■ Extracted records ■

::::

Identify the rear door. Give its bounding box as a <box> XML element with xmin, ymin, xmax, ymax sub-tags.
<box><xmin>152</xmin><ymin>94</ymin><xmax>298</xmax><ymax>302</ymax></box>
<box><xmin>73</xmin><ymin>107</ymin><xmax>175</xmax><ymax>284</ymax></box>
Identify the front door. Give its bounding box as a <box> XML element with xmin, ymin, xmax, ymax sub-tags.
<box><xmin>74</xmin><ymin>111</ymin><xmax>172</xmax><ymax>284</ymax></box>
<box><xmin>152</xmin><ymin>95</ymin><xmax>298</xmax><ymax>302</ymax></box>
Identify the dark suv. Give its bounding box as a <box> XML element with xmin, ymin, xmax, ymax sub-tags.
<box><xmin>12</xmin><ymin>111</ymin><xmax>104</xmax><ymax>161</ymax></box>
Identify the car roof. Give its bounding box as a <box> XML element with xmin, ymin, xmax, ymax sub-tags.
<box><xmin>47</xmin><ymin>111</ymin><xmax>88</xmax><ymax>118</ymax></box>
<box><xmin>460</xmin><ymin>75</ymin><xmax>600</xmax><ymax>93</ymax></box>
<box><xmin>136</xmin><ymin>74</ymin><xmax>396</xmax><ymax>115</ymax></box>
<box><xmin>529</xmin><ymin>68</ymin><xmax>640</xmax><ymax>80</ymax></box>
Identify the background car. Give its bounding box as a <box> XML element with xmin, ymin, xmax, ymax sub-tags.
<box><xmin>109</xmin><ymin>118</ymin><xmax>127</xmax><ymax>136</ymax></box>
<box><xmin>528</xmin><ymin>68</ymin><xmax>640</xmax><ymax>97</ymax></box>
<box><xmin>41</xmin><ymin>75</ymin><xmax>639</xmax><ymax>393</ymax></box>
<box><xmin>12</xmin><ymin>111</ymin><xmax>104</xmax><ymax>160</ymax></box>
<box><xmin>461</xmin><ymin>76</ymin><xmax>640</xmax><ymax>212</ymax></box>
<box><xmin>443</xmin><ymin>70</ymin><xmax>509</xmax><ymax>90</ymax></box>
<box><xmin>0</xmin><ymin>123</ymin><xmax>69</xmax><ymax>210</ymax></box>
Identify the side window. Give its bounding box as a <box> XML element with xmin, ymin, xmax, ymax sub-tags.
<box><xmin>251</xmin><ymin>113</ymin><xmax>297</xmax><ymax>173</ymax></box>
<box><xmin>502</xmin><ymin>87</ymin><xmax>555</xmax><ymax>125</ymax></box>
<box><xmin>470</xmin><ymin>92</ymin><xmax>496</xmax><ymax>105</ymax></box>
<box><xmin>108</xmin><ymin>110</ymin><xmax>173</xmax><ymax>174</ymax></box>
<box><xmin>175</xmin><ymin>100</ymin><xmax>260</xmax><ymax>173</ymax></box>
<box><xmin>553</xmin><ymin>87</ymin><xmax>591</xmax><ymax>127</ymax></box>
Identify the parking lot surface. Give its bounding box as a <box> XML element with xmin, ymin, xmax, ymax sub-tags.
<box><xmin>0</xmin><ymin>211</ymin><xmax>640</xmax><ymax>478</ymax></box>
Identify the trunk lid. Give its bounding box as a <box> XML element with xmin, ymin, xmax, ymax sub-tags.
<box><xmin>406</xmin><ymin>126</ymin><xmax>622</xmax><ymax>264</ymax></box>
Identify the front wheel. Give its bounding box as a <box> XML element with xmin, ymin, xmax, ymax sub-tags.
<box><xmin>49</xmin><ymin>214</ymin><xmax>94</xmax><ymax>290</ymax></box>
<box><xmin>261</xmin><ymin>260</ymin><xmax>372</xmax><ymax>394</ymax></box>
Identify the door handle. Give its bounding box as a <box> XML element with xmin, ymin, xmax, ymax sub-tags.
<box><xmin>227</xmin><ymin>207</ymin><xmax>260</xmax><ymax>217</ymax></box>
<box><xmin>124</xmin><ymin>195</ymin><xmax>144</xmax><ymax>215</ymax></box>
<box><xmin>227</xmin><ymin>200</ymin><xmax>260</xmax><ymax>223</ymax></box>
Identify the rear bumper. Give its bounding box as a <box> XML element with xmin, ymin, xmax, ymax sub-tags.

::::

■ Set exercise ■
Lay out every line of the listing above as a numbered list, leaving out any blank lines.

■ Solution for this problem ■
1. Identify the rear door. Give its bounding box as a <box> XML element with xmin, ymin, xmax, ymax sub-tags.
2. <box><xmin>152</xmin><ymin>94</ymin><xmax>298</xmax><ymax>302</ymax></box>
3. <box><xmin>73</xmin><ymin>107</ymin><xmax>175</xmax><ymax>284</ymax></box>
4. Identify the front door. Give its bounding box as a <box> XML element with xmin, ymin, xmax, ymax sub-tags.
5. <box><xmin>74</xmin><ymin>111</ymin><xmax>172</xmax><ymax>284</ymax></box>
6. <box><xmin>152</xmin><ymin>95</ymin><xmax>298</xmax><ymax>302</ymax></box>
7. Identify the dark suv. Give its bounding box as a <box> XML element with xmin, ymin, xmax, ymax sub-tags.
8. <box><xmin>12</xmin><ymin>111</ymin><xmax>104</xmax><ymax>161</ymax></box>
9. Identify the car roof. Give its bounding box as a <box> XML element with xmin, ymin, xmax, ymax sub-tags.
10. <box><xmin>47</xmin><ymin>111</ymin><xmax>88</xmax><ymax>118</ymax></box>
11. <box><xmin>460</xmin><ymin>75</ymin><xmax>600</xmax><ymax>93</ymax></box>
12. <box><xmin>136</xmin><ymin>74</ymin><xmax>396</xmax><ymax>115</ymax></box>
13. <box><xmin>529</xmin><ymin>68</ymin><xmax>640</xmax><ymax>80</ymax></box>
14. Identify the background car. Give its bounding box as a <box> XML element with xmin, ymin, xmax, ymax sub-tags.
15. <box><xmin>109</xmin><ymin>118</ymin><xmax>127</xmax><ymax>136</ymax></box>
16. <box><xmin>528</xmin><ymin>68</ymin><xmax>640</xmax><ymax>97</ymax></box>
17. <box><xmin>41</xmin><ymin>75</ymin><xmax>639</xmax><ymax>393</ymax></box>
18. <box><xmin>12</xmin><ymin>111</ymin><xmax>104</xmax><ymax>160</ymax></box>
19. <box><xmin>461</xmin><ymin>76</ymin><xmax>640</xmax><ymax>212</ymax></box>
20. <box><xmin>443</xmin><ymin>70</ymin><xmax>509</xmax><ymax>90</ymax></box>
21. <box><xmin>0</xmin><ymin>123</ymin><xmax>69</xmax><ymax>210</ymax></box>
22. Identify the side window. Give its bounding box as a <box> XML element with xmin, ymin, xmax, ymax sub-tags.
23. <box><xmin>251</xmin><ymin>113</ymin><xmax>297</xmax><ymax>173</ymax></box>
24. <box><xmin>502</xmin><ymin>87</ymin><xmax>555</xmax><ymax>125</ymax></box>
25. <box><xmin>470</xmin><ymin>92</ymin><xmax>496</xmax><ymax>105</ymax></box>
26. <box><xmin>108</xmin><ymin>110</ymin><xmax>173</xmax><ymax>174</ymax></box>
27. <box><xmin>175</xmin><ymin>100</ymin><xmax>260</xmax><ymax>173</ymax></box>
28. <box><xmin>553</xmin><ymin>87</ymin><xmax>591</xmax><ymax>127</ymax></box>
29. Identify the parking lot surface. Give its bounding box as a <box> XML element with xmin, ymin, xmax, ymax sub-tags.
30. <box><xmin>0</xmin><ymin>211</ymin><xmax>640</xmax><ymax>478</ymax></box>
31. Identify the trunk lid. Give its bounding box as a <box> XML element with xmin, ymin, xmax, ymax sub-tags.
32. <box><xmin>406</xmin><ymin>126</ymin><xmax>622</xmax><ymax>264</ymax></box>
33. Identify the front wheel. Give its bounding box as a <box> XML element with xmin, ymin, xmax, ymax sub-tags.
34. <box><xmin>49</xmin><ymin>214</ymin><xmax>94</xmax><ymax>290</ymax></box>
35. <box><xmin>261</xmin><ymin>260</ymin><xmax>372</xmax><ymax>394</ymax></box>
36. Identify the door handle. Give its bounding box as a <box> XML element with xmin, ymin, xmax, ymax sub-tags.
37. <box><xmin>227</xmin><ymin>207</ymin><xmax>260</xmax><ymax>217</ymax></box>
38. <box><xmin>124</xmin><ymin>195</ymin><xmax>144</xmax><ymax>215</ymax></box>
39. <box><xmin>227</xmin><ymin>200</ymin><xmax>260</xmax><ymax>223</ymax></box>
40. Identify the rear bumper. Give its bounding box as a <box> XML element with xmin, ymin, xmax, ymax sub-tags.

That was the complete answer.